Each line below that contains "water" should be counted; give the total alone.

====== EXERCISE INPUTS

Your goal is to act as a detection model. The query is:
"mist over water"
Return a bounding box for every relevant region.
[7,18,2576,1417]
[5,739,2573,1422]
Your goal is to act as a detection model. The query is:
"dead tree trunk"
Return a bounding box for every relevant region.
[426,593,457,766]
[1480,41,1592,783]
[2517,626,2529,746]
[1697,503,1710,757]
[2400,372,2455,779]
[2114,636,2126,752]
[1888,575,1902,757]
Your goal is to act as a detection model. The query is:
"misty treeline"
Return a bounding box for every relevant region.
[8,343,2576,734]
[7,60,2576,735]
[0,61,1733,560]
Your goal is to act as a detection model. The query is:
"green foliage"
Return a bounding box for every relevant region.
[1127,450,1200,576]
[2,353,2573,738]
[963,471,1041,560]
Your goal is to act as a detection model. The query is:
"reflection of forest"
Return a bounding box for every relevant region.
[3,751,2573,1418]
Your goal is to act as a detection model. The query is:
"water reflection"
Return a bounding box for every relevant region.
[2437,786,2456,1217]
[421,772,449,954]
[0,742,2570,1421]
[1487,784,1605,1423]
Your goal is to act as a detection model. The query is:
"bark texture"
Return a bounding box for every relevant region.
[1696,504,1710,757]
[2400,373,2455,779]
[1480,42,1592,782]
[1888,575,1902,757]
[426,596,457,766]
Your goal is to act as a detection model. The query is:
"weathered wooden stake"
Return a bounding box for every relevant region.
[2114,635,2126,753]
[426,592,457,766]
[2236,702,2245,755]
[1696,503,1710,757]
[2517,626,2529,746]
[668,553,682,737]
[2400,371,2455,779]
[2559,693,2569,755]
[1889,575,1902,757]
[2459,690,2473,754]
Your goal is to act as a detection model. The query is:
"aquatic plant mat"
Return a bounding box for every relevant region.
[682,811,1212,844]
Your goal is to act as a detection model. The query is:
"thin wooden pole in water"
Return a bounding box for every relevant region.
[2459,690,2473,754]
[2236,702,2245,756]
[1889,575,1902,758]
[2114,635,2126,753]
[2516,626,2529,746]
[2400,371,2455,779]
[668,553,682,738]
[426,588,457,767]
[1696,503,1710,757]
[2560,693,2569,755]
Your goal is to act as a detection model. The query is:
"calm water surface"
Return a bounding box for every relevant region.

============

(RESULT):
4